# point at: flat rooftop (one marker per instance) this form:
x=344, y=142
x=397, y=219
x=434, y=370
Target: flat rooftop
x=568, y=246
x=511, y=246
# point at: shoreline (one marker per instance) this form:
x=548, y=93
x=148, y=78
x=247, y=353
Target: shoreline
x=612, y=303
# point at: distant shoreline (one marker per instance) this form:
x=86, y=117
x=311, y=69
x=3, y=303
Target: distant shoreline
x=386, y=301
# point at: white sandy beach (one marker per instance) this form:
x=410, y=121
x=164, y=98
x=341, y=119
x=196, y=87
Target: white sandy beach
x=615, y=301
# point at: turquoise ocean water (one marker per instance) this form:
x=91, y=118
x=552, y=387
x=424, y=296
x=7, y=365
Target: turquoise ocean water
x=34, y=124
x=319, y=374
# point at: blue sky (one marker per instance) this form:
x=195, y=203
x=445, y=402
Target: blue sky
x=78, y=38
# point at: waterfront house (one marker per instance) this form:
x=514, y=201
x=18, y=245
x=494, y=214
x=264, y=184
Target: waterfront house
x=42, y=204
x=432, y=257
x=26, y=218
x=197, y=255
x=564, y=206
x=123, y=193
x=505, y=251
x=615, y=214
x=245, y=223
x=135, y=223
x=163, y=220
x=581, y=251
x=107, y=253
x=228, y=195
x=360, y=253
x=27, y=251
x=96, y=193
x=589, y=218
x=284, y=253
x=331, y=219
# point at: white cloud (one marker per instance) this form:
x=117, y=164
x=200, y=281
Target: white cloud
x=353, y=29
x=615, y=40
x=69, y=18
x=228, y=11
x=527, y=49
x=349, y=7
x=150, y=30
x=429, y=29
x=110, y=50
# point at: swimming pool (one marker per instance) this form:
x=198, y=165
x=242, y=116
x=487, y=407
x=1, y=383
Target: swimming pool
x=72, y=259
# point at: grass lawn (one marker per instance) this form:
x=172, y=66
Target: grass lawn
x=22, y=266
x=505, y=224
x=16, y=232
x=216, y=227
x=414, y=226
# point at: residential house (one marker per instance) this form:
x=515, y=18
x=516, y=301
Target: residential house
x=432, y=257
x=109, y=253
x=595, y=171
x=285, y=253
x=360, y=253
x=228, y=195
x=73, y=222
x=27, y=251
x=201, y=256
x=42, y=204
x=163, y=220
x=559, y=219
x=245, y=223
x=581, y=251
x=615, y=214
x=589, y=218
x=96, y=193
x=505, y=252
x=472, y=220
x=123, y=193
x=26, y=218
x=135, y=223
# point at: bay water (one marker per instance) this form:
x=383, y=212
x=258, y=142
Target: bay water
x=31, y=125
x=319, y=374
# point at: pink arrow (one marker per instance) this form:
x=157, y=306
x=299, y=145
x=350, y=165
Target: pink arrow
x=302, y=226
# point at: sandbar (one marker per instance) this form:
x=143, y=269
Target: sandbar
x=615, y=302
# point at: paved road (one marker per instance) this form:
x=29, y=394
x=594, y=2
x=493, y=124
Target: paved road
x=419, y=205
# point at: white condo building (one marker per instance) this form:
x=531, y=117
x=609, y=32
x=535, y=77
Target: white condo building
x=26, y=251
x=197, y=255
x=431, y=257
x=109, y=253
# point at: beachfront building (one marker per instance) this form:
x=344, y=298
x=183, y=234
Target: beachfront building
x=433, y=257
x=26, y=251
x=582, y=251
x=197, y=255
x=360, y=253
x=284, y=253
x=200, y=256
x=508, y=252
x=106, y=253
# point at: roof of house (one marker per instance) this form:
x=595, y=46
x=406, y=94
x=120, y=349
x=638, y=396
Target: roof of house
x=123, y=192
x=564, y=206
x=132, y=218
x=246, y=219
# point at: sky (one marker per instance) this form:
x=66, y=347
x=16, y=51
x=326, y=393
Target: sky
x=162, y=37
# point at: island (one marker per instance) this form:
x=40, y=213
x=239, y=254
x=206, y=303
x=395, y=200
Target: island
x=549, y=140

| WHAT IS BEING ASKED |
A verbatim output of all the data above is needed.

| ANSWER TO THE EXERCISE |
# point at: flat rooftop (one marker per instance) this form:
x=344, y=142
x=397, y=219
x=434, y=370
Target: flat rooftop
x=568, y=246
x=511, y=246
# point at: shoreline (one marker per instance) this form:
x=548, y=93
x=148, y=78
x=247, y=353
Target: shoreline
x=612, y=303
# point at: distant shoreline (one marker per instance) this form:
x=86, y=117
x=311, y=69
x=3, y=303
Target: distant shoreline
x=386, y=301
# point at: white sandy beach (one marker per instance) this form:
x=410, y=121
x=164, y=98
x=341, y=119
x=196, y=87
Target: white sandy beach
x=615, y=301
# point at: turquoise ocean water (one marker per instance) this form:
x=91, y=118
x=552, y=387
x=424, y=296
x=7, y=365
Target: turquoise ocean water
x=34, y=124
x=319, y=374
# point at: blue sky (one marker per instance) this form:
x=195, y=203
x=445, y=402
Target: blue sky
x=78, y=38
# point at: waterfront house (one marker per instance) this form:
x=514, y=201
x=18, y=245
x=494, y=214
x=264, y=184
Target: waterfront house
x=42, y=204
x=432, y=257
x=26, y=218
x=197, y=255
x=564, y=206
x=123, y=193
x=505, y=251
x=615, y=214
x=245, y=223
x=135, y=223
x=163, y=220
x=581, y=251
x=107, y=253
x=228, y=195
x=360, y=253
x=27, y=251
x=96, y=193
x=589, y=218
x=284, y=253
x=331, y=219
# point at: white cloud (one marker per instance) this form:
x=117, y=164
x=200, y=281
Target: white cloud
x=353, y=29
x=615, y=40
x=69, y=18
x=228, y=11
x=527, y=49
x=349, y=7
x=150, y=30
x=429, y=29
x=110, y=50
# point at: swimming pool (one marker per instance) this form:
x=198, y=165
x=242, y=116
x=487, y=407
x=1, y=383
Target: swimming pool
x=72, y=259
# point at: grass lawn (one marker per instance) this form:
x=172, y=66
Target: grass lawn
x=22, y=266
x=505, y=224
x=16, y=232
x=216, y=227
x=414, y=226
# point at: residential house (one marker per instance) this form:
x=515, y=18
x=516, y=301
Target: residential house
x=432, y=257
x=109, y=253
x=595, y=171
x=285, y=253
x=360, y=253
x=228, y=195
x=73, y=222
x=27, y=251
x=201, y=256
x=42, y=204
x=163, y=220
x=559, y=219
x=245, y=223
x=581, y=251
x=615, y=214
x=589, y=218
x=96, y=193
x=505, y=252
x=472, y=220
x=123, y=193
x=26, y=218
x=135, y=223
# point at: bay water (one marker per instance) this form:
x=383, y=212
x=258, y=142
Target: bay water
x=31, y=125
x=319, y=374
# point at: pink arrow (one marker per instance) this form:
x=157, y=306
x=299, y=145
x=350, y=165
Target: pink arrow
x=302, y=226
# point at: sandbar (one marker per instance) this form:
x=143, y=269
Target: sandbar
x=615, y=302
# point at: paved road (one marker per instance) this form:
x=29, y=394
x=594, y=2
x=493, y=124
Target: paved road
x=419, y=205
# point at: white condo building (one marker per instance) this form:
x=531, y=117
x=609, y=32
x=535, y=77
Target: white condo building
x=26, y=251
x=197, y=255
x=431, y=257
x=109, y=253
# point at: beachfront building (one marker per instance) this form:
x=344, y=298
x=183, y=234
Target: beachfront building
x=433, y=257
x=26, y=251
x=582, y=251
x=197, y=255
x=360, y=253
x=284, y=253
x=200, y=256
x=508, y=252
x=106, y=253
# point at: roof of house (one marker per instance) this form:
x=595, y=46
x=406, y=94
x=120, y=349
x=638, y=396
Target: roof of house
x=123, y=192
x=564, y=206
x=132, y=218
x=246, y=219
# point at: sky (one marker per instance) this form:
x=66, y=347
x=16, y=51
x=326, y=393
Target: sky
x=162, y=37
# point at: island (one marker per instance) this form:
x=40, y=213
x=239, y=254
x=206, y=303
x=395, y=200
Target: island
x=549, y=140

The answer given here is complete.